BEGIN Extracted information

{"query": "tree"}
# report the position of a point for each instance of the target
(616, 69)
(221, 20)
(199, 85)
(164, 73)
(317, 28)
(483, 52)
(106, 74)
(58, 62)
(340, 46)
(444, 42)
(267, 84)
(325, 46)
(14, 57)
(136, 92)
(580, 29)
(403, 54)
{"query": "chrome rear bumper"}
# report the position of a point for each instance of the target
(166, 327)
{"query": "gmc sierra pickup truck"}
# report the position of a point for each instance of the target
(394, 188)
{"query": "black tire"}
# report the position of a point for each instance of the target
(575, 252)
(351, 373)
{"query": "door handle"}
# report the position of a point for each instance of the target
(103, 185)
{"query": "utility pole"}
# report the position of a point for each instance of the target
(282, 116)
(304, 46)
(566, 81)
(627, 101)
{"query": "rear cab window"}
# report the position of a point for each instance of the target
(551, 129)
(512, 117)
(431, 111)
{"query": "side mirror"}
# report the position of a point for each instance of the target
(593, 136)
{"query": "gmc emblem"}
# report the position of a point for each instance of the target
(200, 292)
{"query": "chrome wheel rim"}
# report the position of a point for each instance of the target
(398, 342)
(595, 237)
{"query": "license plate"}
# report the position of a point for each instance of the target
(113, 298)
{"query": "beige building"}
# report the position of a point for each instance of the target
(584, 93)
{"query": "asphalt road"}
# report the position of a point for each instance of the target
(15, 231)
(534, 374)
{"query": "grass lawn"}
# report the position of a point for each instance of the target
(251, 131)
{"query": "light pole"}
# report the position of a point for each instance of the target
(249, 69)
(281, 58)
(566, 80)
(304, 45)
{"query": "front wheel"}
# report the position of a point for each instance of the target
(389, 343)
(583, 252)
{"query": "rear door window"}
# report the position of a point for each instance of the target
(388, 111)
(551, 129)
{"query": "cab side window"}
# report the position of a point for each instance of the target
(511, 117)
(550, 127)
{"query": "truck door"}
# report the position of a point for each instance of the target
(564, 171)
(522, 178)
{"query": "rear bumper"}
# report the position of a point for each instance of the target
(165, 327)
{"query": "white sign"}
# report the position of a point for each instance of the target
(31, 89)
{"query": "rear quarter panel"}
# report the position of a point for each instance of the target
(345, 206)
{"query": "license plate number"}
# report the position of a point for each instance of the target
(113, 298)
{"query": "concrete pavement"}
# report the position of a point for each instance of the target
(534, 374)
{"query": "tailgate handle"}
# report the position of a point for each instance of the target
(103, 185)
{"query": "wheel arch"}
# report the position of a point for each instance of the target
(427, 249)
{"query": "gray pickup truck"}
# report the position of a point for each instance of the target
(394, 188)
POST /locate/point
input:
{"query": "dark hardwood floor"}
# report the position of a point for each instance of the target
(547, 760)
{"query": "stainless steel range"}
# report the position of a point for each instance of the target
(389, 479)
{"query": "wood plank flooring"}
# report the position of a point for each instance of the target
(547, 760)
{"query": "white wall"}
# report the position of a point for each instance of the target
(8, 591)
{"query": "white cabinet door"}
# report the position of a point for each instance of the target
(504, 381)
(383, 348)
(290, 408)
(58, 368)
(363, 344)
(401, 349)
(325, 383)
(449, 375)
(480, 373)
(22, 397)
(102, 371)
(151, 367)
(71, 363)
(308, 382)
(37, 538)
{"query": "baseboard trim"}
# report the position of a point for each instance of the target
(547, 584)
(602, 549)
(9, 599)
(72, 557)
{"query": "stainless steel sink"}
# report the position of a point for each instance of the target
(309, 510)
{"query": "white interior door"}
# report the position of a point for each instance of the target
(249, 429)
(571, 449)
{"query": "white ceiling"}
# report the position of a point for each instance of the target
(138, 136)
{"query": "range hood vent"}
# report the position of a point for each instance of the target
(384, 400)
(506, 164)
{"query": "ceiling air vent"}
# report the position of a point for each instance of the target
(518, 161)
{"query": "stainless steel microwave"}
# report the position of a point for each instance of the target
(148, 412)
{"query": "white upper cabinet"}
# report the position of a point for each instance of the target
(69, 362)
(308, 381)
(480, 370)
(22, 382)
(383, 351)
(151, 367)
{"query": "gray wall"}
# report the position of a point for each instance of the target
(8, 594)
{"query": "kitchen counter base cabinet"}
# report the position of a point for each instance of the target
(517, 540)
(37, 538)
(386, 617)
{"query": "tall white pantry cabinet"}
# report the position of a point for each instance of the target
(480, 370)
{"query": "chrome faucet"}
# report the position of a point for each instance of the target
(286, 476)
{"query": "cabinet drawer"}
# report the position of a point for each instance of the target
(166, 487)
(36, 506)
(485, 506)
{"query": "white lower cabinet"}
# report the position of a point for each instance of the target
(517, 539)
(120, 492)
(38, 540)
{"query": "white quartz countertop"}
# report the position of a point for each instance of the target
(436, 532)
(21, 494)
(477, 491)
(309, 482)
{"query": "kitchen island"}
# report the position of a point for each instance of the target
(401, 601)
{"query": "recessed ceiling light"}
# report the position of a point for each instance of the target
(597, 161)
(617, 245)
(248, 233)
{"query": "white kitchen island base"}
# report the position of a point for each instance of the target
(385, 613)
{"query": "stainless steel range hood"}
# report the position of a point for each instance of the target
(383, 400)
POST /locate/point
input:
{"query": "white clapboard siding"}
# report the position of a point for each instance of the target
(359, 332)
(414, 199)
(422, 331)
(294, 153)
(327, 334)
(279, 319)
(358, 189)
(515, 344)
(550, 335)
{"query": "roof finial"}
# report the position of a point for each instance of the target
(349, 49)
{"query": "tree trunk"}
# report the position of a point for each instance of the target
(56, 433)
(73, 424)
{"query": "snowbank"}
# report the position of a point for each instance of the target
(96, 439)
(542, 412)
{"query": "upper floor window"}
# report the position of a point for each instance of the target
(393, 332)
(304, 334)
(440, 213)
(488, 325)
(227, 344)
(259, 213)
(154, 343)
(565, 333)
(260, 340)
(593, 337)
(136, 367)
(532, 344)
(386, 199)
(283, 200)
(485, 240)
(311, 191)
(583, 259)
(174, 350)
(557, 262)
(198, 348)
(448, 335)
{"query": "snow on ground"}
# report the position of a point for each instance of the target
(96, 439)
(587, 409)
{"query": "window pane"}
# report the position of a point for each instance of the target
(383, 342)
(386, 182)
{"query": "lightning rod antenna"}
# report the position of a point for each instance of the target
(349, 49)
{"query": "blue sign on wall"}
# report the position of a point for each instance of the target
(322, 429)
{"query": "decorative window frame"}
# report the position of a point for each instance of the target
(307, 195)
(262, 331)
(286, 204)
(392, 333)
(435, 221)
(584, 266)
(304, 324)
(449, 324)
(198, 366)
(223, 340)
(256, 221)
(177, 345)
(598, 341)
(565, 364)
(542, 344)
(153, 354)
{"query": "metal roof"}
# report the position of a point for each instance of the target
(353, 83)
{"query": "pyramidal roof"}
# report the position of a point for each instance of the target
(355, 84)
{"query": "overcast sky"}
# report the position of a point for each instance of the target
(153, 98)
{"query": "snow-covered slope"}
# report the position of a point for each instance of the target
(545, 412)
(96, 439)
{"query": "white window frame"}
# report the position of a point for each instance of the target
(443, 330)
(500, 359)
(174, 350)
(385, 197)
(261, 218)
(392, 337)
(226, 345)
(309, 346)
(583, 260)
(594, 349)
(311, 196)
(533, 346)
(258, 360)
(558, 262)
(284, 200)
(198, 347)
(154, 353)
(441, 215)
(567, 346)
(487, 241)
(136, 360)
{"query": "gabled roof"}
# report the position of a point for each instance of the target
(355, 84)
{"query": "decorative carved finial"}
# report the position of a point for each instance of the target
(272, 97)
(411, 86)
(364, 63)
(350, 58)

END Extracted information

Exercise description: Go through the listing and copy each line exactly.

Solved problem:
{"query": "tree"}
# report the position of a point for each instance of the target
(616, 69)
(221, 20)
(199, 85)
(164, 73)
(317, 28)
(483, 52)
(106, 74)
(58, 62)
(340, 46)
(444, 42)
(267, 84)
(325, 46)
(14, 57)
(136, 92)
(580, 29)
(403, 54)
{"query": "chrome rear bumper"}
# report the position of a point for each instance of the target
(166, 327)
{"query": "gmc sierra pickup truck"}
# report the position of a point for each instance of the target
(394, 188)
{"query": "black tire"}
# report the position of a point for each instance of the target
(575, 252)
(351, 373)
{"query": "door handle"}
# report the position of a point for each instance of the target
(103, 185)
{"query": "utility pole"}
# report the position of a point for each instance of the target
(282, 116)
(304, 46)
(566, 81)
(627, 101)
{"query": "rear cab window"}
# report the position of a point for each instance of the target
(551, 129)
(512, 117)
(431, 111)
{"query": "side mirror"}
# report the position of a point for each instance of the target
(593, 136)
{"query": "gmc emblem"}
# report the position of a point for each instance of the target
(200, 292)
{"query": "chrome wheel rim"}
# report the position of a point for each instance of the target
(398, 342)
(595, 237)
{"query": "license plate"}
# report the position of a point for each instance of the target
(113, 298)
{"query": "beige building"}
# report the position of a point for each instance of the target
(584, 93)
{"query": "asphalt road"}
# report the position of a point for each instance of the target
(15, 231)
(534, 374)
{"query": "grass lawn"}
# report the position of a point for each instance of the target
(251, 131)
{"query": "light pole"}
# report the position of a point for each instance of the target
(249, 69)
(281, 58)
(566, 80)
(304, 45)
{"query": "front wheel"}
# report the position of a point for each instance of the target
(389, 343)
(583, 252)
{"query": "rear door window"}
# report the position of a point for each instance of the target
(388, 111)
(551, 129)
{"query": "cab side window"}
# report the position of a point for each instance of the target
(511, 117)
(550, 127)
{"query": "truck door"}
# report the position of a point for each instance of the target
(564, 171)
(522, 178)
{"query": "rear bumper"}
# report the position of a point for each instance of the target
(165, 327)
{"query": "white sign"}
# report the position of a point for each instance of the target
(31, 89)
{"query": "rear quarter panel"}
# report the position of a point for each instance of the target
(345, 206)
{"query": "license plate number"}
# report the position of a point for each instance of the target
(113, 298)
{"query": "concrete pavement"}
# report the position of a point for each instance of the target
(534, 374)
{"query": "tailgate handle"}
# report the position of a point for each instance of the target
(103, 185)
{"query": "wheel arch"}
# report the position of a point for each instance of the target
(427, 249)
{"query": "gray pickup truck"}
# report the position of a point for each instance of the target
(394, 188)
POST /locate/point
input:
{"query": "dark hardwood floor"}
# report the position of a point for each instance of the target
(547, 760)
{"query": "stainless steel range"}
# report the position of a point for each instance of the target
(389, 479)
{"query": "wood plank flooring"}
# report the position of a point for each instance of the target
(547, 760)
{"query": "white wall"}
# report the position of a point for each instance of the target
(8, 591)
{"query": "white cabinet door"}
# report the position of a point for each instance of the target
(504, 381)
(383, 348)
(290, 408)
(58, 368)
(363, 344)
(401, 349)
(325, 383)
(449, 375)
(480, 373)
(22, 397)
(102, 371)
(151, 367)
(71, 363)
(308, 382)
(37, 538)
{"query": "baseboard trim"}
# report the position of a point for each instance of the target
(547, 584)
(602, 549)
(9, 599)
(72, 557)
{"query": "stainless steel sink"}
# report the position of a point for each instance of the target
(309, 510)
{"query": "white interior door"}
# report the position of a point for each instance of the target
(249, 429)
(571, 449)
{"query": "white ceiling"}
# report the position of a point for each instance of the target
(138, 136)
{"query": "range hood vent"}
# report the position of a point for each instance of the target
(384, 400)
(506, 164)
{"query": "ceiling air vent"}
# report the position of a point for each instance of the target
(518, 161)
{"query": "stainless steel microwave"}
# report the position of a point for each instance of the target
(148, 412)
{"query": "white upper cabinet"}
# report the position of a point for each instance of the target
(69, 362)
(308, 381)
(480, 370)
(22, 382)
(383, 351)
(151, 367)
{"query": "gray wall"}
# report the position of a point for each instance of the target
(8, 594)
{"query": "kitchen counter base cabinet"}
# report the position of a point for each instance of the target
(517, 540)
(37, 538)
(386, 617)
{"query": "tall white pantry cabinet"}
# report the position of a point for each instance of the target
(480, 370)
{"query": "chrome faucet"}
# report the position of a point for each instance of the target
(286, 476)
{"query": "cabinet drawer"}
# report the position of a point for each instance of the target
(166, 487)
(36, 506)
(485, 506)
{"query": "white lower cabinet"}
# report the position of a point for each instance of the target
(517, 539)
(120, 492)
(38, 540)
{"query": "white quartz countertop"}
# report the position of a point for each instance of the target
(436, 532)
(21, 494)
(477, 491)
(309, 482)
{"query": "kitchen island"}
# report the position of a point for each instance of the target
(401, 601)
{"query": "recessed ceiling light"}
# report the position of a point for each instance of the target
(597, 161)
(617, 245)
(248, 233)
{"query": "white kitchen island base"}
# report the position of a point for each instance of the target
(385, 613)
{"query": "stainless steel range hood"}
# report the position of a point for each instance of the target
(383, 400)
POST /locate/point
input:
{"query": "white clapboard siding"}
# report the position of a point for each instance of the target
(359, 332)
(414, 199)
(422, 331)
(294, 153)
(327, 334)
(279, 319)
(358, 189)
(515, 344)
(550, 335)
{"query": "roof finial"}
# report the position of a point for each instance of the target
(349, 49)
{"query": "tree trunk"}
# report the position of a point for each instance of the target
(56, 433)
(73, 424)
{"query": "snowbank"}
# report the position of a point for each instance of the target
(96, 439)
(542, 412)
{"query": "upper floor window"}
# report the position of a point for each instance of the target
(393, 332)
(304, 334)
(440, 213)
(488, 325)
(227, 344)
(259, 213)
(154, 343)
(565, 333)
(260, 340)
(593, 337)
(136, 367)
(532, 344)
(386, 199)
(283, 200)
(485, 240)
(311, 191)
(583, 259)
(174, 350)
(557, 262)
(198, 348)
(448, 335)
{"query": "snow on ground"}
# report the position of a point for each instance of the target
(96, 439)
(587, 409)
{"query": "window pane"}
# report the position of a point for each instance of the target
(383, 342)
(386, 182)
{"query": "lightning rod antenna"}
# report the position of a point for each instance of the target
(349, 49)
{"query": "blue sign on wall"}
# report the position of a point for each instance of the target
(322, 429)
{"query": "decorative window frame"}
# report the position of a point for each instance of the target
(307, 195)
(262, 331)
(286, 204)
(392, 333)
(435, 221)
(584, 266)
(304, 324)
(449, 324)
(198, 366)
(223, 340)
(256, 221)
(177, 345)
(598, 341)
(565, 364)
(542, 344)
(153, 354)
{"query": "metal roof"}
# report the position of a point for each instance of the target
(353, 83)
{"query": "pyramidal roof"}
# report the position of a point for each instance of the target
(355, 84)
{"query": "overcast sky"}
# report the position of a point for each instance of the target
(153, 98)
{"query": "snow-covered slope"}
# report the position of a point for each instance of the target
(545, 412)
(96, 439)
{"query": "white window frame"}
# report the position of a point for each instance of the target
(443, 330)
(500, 359)
(174, 350)
(385, 197)
(261, 218)
(392, 337)
(226, 345)
(309, 346)
(583, 260)
(594, 349)
(311, 196)
(533, 346)
(258, 360)
(558, 262)
(284, 200)
(198, 347)
(154, 353)
(441, 215)
(567, 346)
(487, 241)
(136, 360)
{"query": "gabled roof"}
# report the position of a point for each instance of the target
(355, 84)
{"query": "decorative carved finial"}
# report the position of a point for each instance of the target
(272, 97)
(411, 86)
(364, 63)
(350, 58)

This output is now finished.